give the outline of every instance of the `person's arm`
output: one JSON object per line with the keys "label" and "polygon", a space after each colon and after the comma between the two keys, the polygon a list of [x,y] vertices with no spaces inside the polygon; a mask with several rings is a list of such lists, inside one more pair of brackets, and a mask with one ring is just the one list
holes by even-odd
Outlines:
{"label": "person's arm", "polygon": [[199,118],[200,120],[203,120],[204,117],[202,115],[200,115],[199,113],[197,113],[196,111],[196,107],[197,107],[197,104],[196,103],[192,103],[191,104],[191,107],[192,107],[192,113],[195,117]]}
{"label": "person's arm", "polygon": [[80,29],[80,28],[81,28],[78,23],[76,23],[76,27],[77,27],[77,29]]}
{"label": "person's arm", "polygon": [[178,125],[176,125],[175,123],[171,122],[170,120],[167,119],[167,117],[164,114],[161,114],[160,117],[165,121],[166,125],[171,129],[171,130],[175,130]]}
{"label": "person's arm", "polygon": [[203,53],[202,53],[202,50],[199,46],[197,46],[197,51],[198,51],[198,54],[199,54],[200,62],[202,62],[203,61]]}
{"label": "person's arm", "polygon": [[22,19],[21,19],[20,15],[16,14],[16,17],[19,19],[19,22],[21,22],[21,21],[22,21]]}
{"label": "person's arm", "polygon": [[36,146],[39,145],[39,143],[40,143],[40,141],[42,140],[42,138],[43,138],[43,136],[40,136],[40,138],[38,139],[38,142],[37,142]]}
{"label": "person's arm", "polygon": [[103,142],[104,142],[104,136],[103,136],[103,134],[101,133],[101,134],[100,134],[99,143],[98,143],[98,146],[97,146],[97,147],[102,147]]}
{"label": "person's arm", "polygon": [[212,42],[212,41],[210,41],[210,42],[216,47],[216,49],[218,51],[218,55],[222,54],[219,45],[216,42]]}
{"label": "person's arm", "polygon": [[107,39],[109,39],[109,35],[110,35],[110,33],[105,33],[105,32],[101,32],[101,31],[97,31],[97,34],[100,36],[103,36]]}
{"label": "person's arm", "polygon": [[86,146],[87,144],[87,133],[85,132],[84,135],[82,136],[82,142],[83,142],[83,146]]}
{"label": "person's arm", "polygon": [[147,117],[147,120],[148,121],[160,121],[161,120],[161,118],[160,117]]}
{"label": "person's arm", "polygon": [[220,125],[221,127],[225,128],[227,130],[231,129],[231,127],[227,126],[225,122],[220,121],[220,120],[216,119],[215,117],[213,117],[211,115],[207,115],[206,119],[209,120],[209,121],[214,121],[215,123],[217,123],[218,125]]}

● ● ● ● ● ● ●

▶ [WORK ORDER]
The whole block of data above should be printed again verbatim.

▶ [ANSWER SECTION]
give the outline of every instance of the `person's arm`
output: one JSON object per line with the keys "label" and "polygon", a space after each colon and after the comma between the two keys, the polygon a list of [x,y] vertices with no spaces inside the polygon; a mask with several rings is a list of such lists, inside one more pair of brackets, and a mask with one ring is just the one list
holes by even-odd
Outlines:
{"label": "person's arm", "polygon": [[199,118],[200,120],[203,120],[204,117],[202,115],[200,115],[199,113],[197,113],[196,111],[196,107],[197,107],[197,104],[196,103],[192,103],[191,104],[191,107],[192,107],[192,113],[195,117]]}
{"label": "person's arm", "polygon": [[80,29],[80,28],[81,28],[78,23],[76,23],[76,27],[77,27],[77,29]]}
{"label": "person's arm", "polygon": [[178,125],[176,125],[175,123],[171,122],[170,120],[167,119],[167,117],[164,114],[161,114],[160,117],[165,121],[166,125],[171,129],[171,130],[175,130]]}
{"label": "person's arm", "polygon": [[203,53],[202,53],[202,50],[199,46],[197,46],[197,51],[198,51],[198,54],[199,54],[200,62],[202,62],[203,61]]}
{"label": "person's arm", "polygon": [[22,19],[21,19],[20,15],[16,14],[16,17],[19,19],[19,22],[21,22],[21,21],[22,21]]}
{"label": "person's arm", "polygon": [[36,146],[39,145],[39,143],[40,143],[40,141],[42,140],[42,138],[43,138],[43,136],[40,136],[40,138],[38,139],[38,142],[37,142]]}
{"label": "person's arm", "polygon": [[103,142],[104,142],[104,136],[103,136],[103,134],[101,133],[101,134],[100,134],[99,143],[98,143],[98,146],[97,146],[97,147],[102,147]]}
{"label": "person's arm", "polygon": [[212,42],[212,41],[210,41],[210,42],[216,47],[216,49],[218,51],[218,55],[222,54],[219,45],[216,42]]}
{"label": "person's arm", "polygon": [[107,39],[109,39],[109,35],[110,35],[110,33],[105,33],[105,32],[101,32],[101,31],[97,31],[97,34],[100,36],[103,36]]}
{"label": "person's arm", "polygon": [[86,146],[87,144],[87,133],[85,132],[84,135],[82,136],[82,142],[83,142],[83,146]]}
{"label": "person's arm", "polygon": [[147,117],[147,120],[148,121],[160,121],[161,120],[161,118],[160,117]]}
{"label": "person's arm", "polygon": [[220,125],[221,127],[225,128],[227,130],[231,129],[231,127],[227,126],[225,122],[220,121],[220,120],[216,119],[215,117],[213,117],[211,115],[207,115],[206,119],[209,120],[209,121],[214,121],[215,123],[217,123],[218,125]]}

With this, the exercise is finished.